(MATERIAL PROVIDED)

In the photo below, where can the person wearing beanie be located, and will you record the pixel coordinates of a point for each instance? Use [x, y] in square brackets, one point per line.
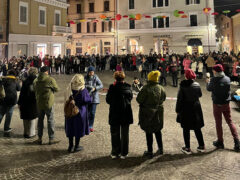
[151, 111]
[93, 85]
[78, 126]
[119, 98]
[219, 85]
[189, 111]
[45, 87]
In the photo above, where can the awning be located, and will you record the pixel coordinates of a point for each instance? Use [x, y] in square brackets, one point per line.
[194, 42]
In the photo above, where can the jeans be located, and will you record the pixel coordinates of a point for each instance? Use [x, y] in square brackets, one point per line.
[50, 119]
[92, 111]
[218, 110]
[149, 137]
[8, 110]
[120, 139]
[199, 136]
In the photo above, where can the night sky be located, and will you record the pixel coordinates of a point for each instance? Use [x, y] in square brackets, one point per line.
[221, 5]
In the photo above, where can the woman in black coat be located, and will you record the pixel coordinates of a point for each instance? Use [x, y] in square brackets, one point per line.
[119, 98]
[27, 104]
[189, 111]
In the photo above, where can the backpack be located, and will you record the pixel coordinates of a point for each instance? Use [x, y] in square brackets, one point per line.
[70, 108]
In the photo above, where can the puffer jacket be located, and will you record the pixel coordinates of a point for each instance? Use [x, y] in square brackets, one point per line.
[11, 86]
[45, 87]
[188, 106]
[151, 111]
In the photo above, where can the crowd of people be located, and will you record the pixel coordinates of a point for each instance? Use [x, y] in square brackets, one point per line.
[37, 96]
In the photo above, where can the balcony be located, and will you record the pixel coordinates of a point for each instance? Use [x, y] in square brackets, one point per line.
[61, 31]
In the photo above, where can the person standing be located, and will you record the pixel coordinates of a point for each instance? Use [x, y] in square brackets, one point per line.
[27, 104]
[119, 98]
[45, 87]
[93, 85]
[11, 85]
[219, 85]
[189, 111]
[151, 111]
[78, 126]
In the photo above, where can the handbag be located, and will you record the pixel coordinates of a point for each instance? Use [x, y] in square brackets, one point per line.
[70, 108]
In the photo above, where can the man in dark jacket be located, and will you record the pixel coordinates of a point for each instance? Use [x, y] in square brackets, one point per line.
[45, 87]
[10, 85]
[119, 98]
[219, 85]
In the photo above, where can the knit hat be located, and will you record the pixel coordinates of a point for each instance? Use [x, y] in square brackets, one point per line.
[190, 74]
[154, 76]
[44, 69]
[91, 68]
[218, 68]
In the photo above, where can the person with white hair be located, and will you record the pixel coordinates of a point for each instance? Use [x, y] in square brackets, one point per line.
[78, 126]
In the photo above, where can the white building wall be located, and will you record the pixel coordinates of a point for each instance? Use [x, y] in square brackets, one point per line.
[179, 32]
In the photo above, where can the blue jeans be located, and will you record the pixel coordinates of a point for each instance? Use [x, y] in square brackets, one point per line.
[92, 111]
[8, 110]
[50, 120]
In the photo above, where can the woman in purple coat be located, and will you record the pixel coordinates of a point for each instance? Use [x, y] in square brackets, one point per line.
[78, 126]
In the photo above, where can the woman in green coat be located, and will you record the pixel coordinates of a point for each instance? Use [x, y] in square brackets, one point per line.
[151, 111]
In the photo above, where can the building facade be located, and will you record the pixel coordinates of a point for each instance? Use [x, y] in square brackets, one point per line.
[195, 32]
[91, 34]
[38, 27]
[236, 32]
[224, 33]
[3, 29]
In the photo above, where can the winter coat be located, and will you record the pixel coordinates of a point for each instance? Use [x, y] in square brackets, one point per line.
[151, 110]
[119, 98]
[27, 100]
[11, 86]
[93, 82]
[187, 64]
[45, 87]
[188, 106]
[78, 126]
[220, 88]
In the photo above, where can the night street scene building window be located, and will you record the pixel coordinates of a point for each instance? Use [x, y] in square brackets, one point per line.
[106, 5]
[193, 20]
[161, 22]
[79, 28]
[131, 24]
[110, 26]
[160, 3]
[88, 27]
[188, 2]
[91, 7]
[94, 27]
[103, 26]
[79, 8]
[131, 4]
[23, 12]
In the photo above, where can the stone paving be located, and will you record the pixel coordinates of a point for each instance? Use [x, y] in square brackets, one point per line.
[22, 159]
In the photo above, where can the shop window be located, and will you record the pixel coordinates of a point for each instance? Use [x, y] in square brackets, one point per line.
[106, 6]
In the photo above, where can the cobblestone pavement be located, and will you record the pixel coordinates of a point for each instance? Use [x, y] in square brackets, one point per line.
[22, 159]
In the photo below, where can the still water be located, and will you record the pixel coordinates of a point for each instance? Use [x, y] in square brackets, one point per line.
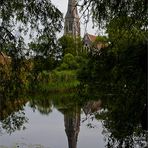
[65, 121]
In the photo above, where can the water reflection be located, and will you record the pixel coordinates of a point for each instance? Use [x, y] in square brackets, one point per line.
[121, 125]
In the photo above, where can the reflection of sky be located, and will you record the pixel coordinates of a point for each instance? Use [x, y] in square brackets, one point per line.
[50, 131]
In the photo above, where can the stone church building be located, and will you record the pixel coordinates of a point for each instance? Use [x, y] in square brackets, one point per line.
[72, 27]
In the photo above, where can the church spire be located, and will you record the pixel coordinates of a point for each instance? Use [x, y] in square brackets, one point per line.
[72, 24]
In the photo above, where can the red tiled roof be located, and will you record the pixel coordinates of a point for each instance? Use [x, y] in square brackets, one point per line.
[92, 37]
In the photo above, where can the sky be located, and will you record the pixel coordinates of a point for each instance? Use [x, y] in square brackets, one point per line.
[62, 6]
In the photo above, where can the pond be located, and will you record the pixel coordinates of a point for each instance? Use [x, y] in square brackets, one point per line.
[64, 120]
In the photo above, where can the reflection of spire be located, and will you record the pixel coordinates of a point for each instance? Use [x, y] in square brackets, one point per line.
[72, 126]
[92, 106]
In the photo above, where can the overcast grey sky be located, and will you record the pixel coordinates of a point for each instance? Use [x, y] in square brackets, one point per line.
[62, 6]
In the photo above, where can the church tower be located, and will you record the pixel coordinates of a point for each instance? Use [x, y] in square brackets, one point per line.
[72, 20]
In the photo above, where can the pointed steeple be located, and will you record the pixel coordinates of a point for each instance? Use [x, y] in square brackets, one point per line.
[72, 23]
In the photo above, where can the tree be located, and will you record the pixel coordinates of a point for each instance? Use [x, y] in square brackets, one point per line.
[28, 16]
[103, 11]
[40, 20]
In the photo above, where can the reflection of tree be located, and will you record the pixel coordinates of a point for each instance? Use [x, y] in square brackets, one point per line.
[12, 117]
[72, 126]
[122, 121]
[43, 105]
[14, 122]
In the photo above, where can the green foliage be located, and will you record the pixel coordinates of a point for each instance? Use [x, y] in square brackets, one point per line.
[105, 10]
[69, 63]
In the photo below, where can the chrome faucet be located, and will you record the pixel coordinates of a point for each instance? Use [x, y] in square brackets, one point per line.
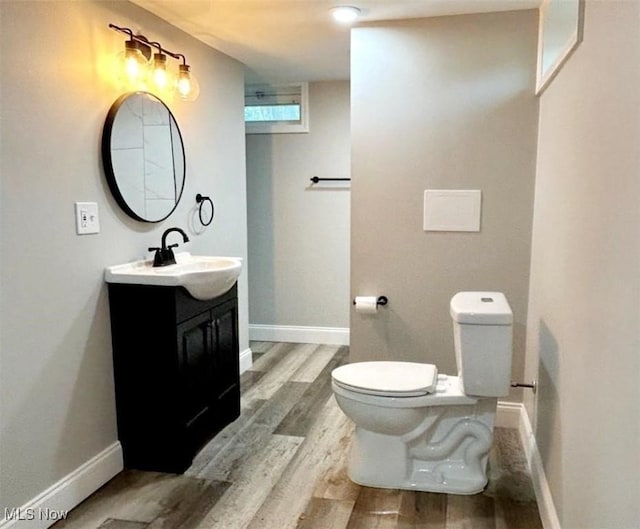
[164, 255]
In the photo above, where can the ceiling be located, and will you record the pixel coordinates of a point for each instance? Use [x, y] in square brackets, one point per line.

(End MATERIAL PROVIDED)

TASK TO COMPLETE —
Without the pictures, give the entries above back exactly.

YOUR RESPONSE —
In the photo below, where can the person wearing beanie be located, and will you record the pixel coordinates of a point for each instance? Use [x, y] in square brackets, one point per line.
[151, 111]
[93, 85]
[78, 126]
[119, 98]
[219, 85]
[189, 111]
[45, 87]
In the photo above, where can the awning be located, and will you record the pixel coordinates of a point for each instance? Use [x, y] in square brackets, one point per line.
[194, 42]
In the photo above, where can the jeans be located, and will you record the pixel coordinates of a point for each instance? Use [x, y] in square brackets, one point per line.
[50, 119]
[92, 111]
[218, 110]
[149, 137]
[8, 110]
[120, 139]
[199, 136]
In the photo above, where can the night sky be located, and will you record the pixel coordinates of a point for each instance? Use [x, y] in square brackets, one point per line.
[221, 5]
In the photo above, where can the woman in black coat be located, and will you record the pixel coordinates of a point for each instance? Use [x, y] in square brackets, one point per line.
[119, 98]
[27, 104]
[189, 111]
In the photo above, where can the backpack be located, and will you record the pixel coordinates of a point for each instance? Use [x, y] in square brackets, one point per line.
[70, 108]
In the photo above, where can the puffer jacket be located, and will you record the pixel coordinates of a point for each instance? Use [x, y] in square brackets, one point per line.
[11, 86]
[45, 87]
[188, 106]
[151, 111]
In the photo above, where can the crowd of people be located, and will you record the pixel coordinates of a point for each instance? Use [x, y] in square brackets, one point per line.
[37, 96]
In the photo above, where can the balcony be located, and will you record the pixel coordinates of a point for each instance? Use [x, y] in square brackets, one point per line.
[61, 31]
In the photo above, where can the person standing be located, and will you record the pixel coordinates of a point for each instance? Use [x, y] in square brackets, one point per line.
[27, 104]
[119, 98]
[45, 87]
[93, 85]
[11, 85]
[219, 85]
[189, 111]
[151, 111]
[78, 126]
In the photo above, where can the handbag be located, and will you record the pixel coordinates of a point for each instance? Use [x, y] in square brackets, one point per line.
[70, 108]
In the photo above, where can the man in dark jacket be located, and will you record the pixel coordinates of a point for each instance? Use [x, y] in square brackets, one point per line.
[45, 87]
[10, 85]
[119, 98]
[219, 85]
In the photo above, where can the knit hat be located, and will you record the pixel coordinates of a point for each instance? Use [x, y] in square brackets, one point per line.
[190, 74]
[154, 76]
[44, 69]
[91, 68]
[218, 68]
In the photo above, where can the person with white hair be located, and will you record the pixel coordinates of a point for each instance? Use [x, y] in square brackets, one point per line.
[78, 126]
In the photo above, where can the white building wall be located, and will you record the pixel coordinates of a point for each instance? Use [x, y] in square brackets, one point per line.
[179, 32]
In the photo above, where can the blue jeans be located, and will you record the pixel coordinates of a point for each instance? Use [x, y] in square brackets, one point per line.
[92, 111]
[8, 110]
[50, 120]
In the photo above, where can the woman in purple coat be located, and will you record the pixel coordinates of a point for each instance? Use [x, y] in square brackets, one point per line.
[78, 126]
In the photo above, where can the woman in green coat be located, and will you record the pixel coordinates of a point for each instance? Use [x, y] in square brackets, one point per line.
[151, 111]
In the photo above, where can the building facade be located, and will you record the pixel coordinates of a point for each instance? Use [x, y] in square brackets, one point per line.
[195, 32]
[91, 34]
[38, 27]
[236, 32]
[224, 33]
[3, 29]
In the photo above, where can the winter coat be located, and will you record the pixel coordinates of a point for each instance? Use [x, y] in square brackets, one point per line.
[151, 110]
[119, 98]
[27, 100]
[11, 86]
[93, 82]
[187, 64]
[45, 87]
[188, 106]
[78, 126]
[220, 88]
In the photo above, where can the night street scene building window be located, and will you record the pixel coordinates of a point for each instance? Use [x, y] in square brackets, one point per line.
[106, 5]
[193, 20]
[161, 22]
[79, 28]
[131, 24]
[110, 26]
[160, 3]
[88, 27]
[188, 2]
[91, 7]
[94, 27]
[103, 26]
[79, 8]
[131, 4]
[23, 12]
In the photo above, where can the stone paving be located, and will you record the pixel coordinates of a point for each instance? Use [x, y] in square brackets, one point per line.
[22, 159]
In the photo above, where can the shop window be located, and will you record the pixel coordinates of a point for each instance? Use [x, y] in square brackets, one point per line.
[106, 6]
In the photo above, where can the cobblestone pavement be located, and will you record the pixel coordinates of a point for each instance? Use [x, y] in square brackets, one point per line.
[22, 159]
In the photo below, where can the still water be located, and will you record the pixel coordinates of a point for each instance? Use [x, y] in square brackets, one point per line.
[65, 121]
In the photo above, where can the water reflection be located, and will you record the pixel coordinates of a point for each instance? Use [x, y] in square brackets, one point per line.
[121, 125]
In the photo above, where can the reflection of sky be located, and will you record the pixel coordinates of a point for each instance? Use [x, y] in square brackets, one point per line.
[50, 131]
In the photo above, where can the stone church building be located, and will you record the pixel coordinates of a point for each instance? Use [x, y] in square brackets, one point per line.
[72, 27]
In the photo above, where can the church spire be located, and will you record the pixel coordinates of a point for each instance? Use [x, y] in square brackets, one point per line.
[72, 24]
In the photo above, where can the red tiled roof be located, and will you record the pixel coordinates of a point for each instance? Use [x, y] in square brackets, one point per line.
[92, 37]
In the photo above, where can the sky be located, and will you record the pixel coordinates of a point for each instance? Use [x, y] in square brackets, one point per line.
[62, 6]
In the photo above, where can the pond be located, and will you record the pixel coordinates of a point for each instance? Use [x, y] in square brackets, one point per line.
[64, 120]
In the photo above, where can the reflection of spire be located, and will you record the pixel coordinates of a point for each instance? Use [x, y] in square brackets, one point per line.
[72, 126]
[92, 106]
In the photo above, where can the overcast grey sky be located, and will you record the pixel coordinates of a point for each instance? Use [x, y] in square brackets, one point per line.
[62, 6]
In the photo above, where can the church tower be located, and will you record the pixel coordinates of a point for each instance? Use [x, y] in square brackets, one point per line.
[72, 20]
In the photo above, where can the pointed steeple be located, and will you record the pixel coordinates of a point for each instance? Use [x, y] in square brackets, one point per line.
[72, 23]
In the photo above, where can the tree be located, and will you record the pixel coordinates of a point for each instance? Use [x, y] in square brackets, one point per line.
[28, 16]
[103, 11]
[40, 20]
In the photo above, where can the reflection of tree be located, and will you record the pixel coordinates of a point for each instance? Use [x, y] in square brackets, one point per line.
[12, 117]
[72, 126]
[122, 121]
[43, 105]
[14, 122]
In the photo above, where can the green foliage be located, and will you record the pixel coordinates of a point for each instance? Use [x, y] in square brackets, one point per line.
[105, 10]
[69, 63]
In the photo below, where can the chrome faucet be located, and will you record the pixel coordinates of a point for each instance? Use [x, y] in square brackets, one point per line.
[164, 255]
In the photo above, where can the ceiling be located, and will you record the pixel coordinates of a point for each instance? Use [x, y] in square brackets, one point per line.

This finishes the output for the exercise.